§ **REQUEST**
Quote the entries below verbatim, starting at the line that contains "Where can the cactus" and ending at the final line of the entries.

§ **SOURCE DATA**
════

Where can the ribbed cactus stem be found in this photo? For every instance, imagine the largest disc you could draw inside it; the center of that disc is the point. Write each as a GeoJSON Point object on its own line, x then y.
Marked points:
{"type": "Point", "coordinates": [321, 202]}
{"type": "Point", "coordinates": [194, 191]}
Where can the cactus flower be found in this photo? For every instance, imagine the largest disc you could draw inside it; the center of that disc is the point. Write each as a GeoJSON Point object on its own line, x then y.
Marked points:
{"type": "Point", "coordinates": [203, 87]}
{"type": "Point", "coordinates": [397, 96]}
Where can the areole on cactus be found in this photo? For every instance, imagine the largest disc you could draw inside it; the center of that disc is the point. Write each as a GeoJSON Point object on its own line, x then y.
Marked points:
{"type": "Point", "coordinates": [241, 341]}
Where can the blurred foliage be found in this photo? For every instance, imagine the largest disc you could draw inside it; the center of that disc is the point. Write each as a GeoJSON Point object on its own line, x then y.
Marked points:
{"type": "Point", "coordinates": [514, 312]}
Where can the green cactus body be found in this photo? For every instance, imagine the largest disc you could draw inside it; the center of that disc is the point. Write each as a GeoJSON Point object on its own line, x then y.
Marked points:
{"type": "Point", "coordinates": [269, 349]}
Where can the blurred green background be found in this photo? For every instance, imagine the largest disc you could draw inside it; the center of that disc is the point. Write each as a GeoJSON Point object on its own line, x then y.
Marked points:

════

§ **CORRECT OUTPUT**
Where can the cactus flower be found in this photo? For every instance, imagine the largest disc you could draw inside it; the center of that disc is the point. Write each as a GeoJSON Point object on its own line, x then y.
Marked points:
{"type": "Point", "coordinates": [203, 87]}
{"type": "Point", "coordinates": [397, 96]}
Where can the areole on cactus be found in this photo? For every instance, imagine the largest disc you could draw inside it; the center of that disc is the point. Write each as a GeoJSON Point object on its own line, x then y.
Marked points:
{"type": "Point", "coordinates": [241, 341]}
Where can the blurred foliage be found in this photo? For every instance, imagine the largest disc you could draw inside it; the center of that disc is the point. Write each as a GeoJSON Point object on its own line, x then y.
Marked points:
{"type": "Point", "coordinates": [514, 312]}
Where can the green cactus body be found in this photo? For every instance, imagine the largest disc you could draw inside it; the center of that disc is the point. Write each as a GeoJSON Point object on its own line, x then y.
Marked points:
{"type": "Point", "coordinates": [269, 349]}
Where can the blurred green background be found in this photo? For every instance, imagine the largest disc you could draw inside it; the center of that disc is the point. Write each as a GeoJSON Point object on its own line, x then y.
Marked points:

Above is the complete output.